Dataset items:

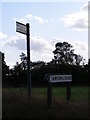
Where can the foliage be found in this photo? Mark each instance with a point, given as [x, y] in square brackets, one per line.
[64, 53]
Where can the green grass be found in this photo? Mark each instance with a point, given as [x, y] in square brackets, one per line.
[17, 104]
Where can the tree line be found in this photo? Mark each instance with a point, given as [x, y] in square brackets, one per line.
[65, 61]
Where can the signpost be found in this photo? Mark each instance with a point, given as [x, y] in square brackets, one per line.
[24, 29]
[58, 78]
[21, 28]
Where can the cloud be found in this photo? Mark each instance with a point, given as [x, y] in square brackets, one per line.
[30, 17]
[40, 20]
[77, 20]
[2, 35]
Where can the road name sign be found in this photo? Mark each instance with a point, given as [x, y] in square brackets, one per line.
[60, 78]
[21, 28]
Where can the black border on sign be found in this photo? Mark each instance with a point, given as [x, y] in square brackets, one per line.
[23, 25]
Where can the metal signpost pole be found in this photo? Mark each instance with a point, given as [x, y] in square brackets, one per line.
[28, 60]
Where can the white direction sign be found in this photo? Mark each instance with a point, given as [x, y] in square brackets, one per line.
[60, 78]
[21, 28]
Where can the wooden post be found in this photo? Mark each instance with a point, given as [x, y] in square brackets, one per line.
[49, 95]
[68, 91]
[28, 60]
[0, 85]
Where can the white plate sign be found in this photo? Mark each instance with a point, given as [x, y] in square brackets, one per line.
[60, 78]
[21, 28]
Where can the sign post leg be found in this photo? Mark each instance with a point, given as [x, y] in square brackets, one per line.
[28, 60]
[49, 95]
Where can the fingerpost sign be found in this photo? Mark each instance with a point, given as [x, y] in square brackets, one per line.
[24, 29]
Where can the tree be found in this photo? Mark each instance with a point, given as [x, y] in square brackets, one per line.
[64, 53]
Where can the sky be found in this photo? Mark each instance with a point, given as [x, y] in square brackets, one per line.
[50, 22]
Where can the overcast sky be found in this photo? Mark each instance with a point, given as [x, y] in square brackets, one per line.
[50, 22]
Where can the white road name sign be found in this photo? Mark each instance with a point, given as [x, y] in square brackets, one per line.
[21, 28]
[60, 78]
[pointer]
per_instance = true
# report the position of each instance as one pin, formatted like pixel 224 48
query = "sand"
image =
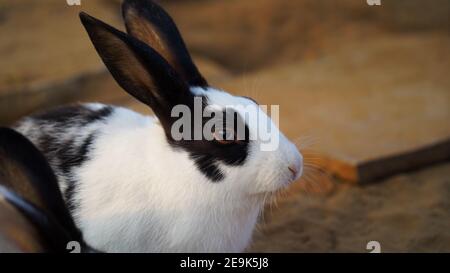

→ **EXERCISE OBJECTIVE**: Copy the records line for line, beginning at the line that contains "Where can the sky" and continuing through the end of the records. Leave the pictures out of your copy.

→ **RESULT**:
Where can the sky be found in this photo? Mark each instance with a point, given as [x, y] in square brackets, one per line.
[50, 22]
Where can the overcast sky be found in this photo? Mark each instance with a point, given as [x, y] in square brackets, one per line.
[50, 22]
Where can the white road name sign be found in this photo? Mark each instance with a point, given as [x, y] in square brackets, one per line.
[21, 28]
[60, 78]
[pointer]
per_instance = true
# report the position of each instance as one pin, formatted like pixel 224 48
query = "sand"
image =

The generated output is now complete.